ASSIGNMENT:
Would you copy each line of the data below that has "instance"?

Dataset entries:
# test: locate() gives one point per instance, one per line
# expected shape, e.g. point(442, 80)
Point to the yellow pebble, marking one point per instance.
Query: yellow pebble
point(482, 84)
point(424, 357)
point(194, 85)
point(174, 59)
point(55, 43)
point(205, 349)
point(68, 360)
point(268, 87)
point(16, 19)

OUTPUT BELOW:
# test: locate() gives one point per instance, one per line
Point to the yellow pebble, marking one point per instance.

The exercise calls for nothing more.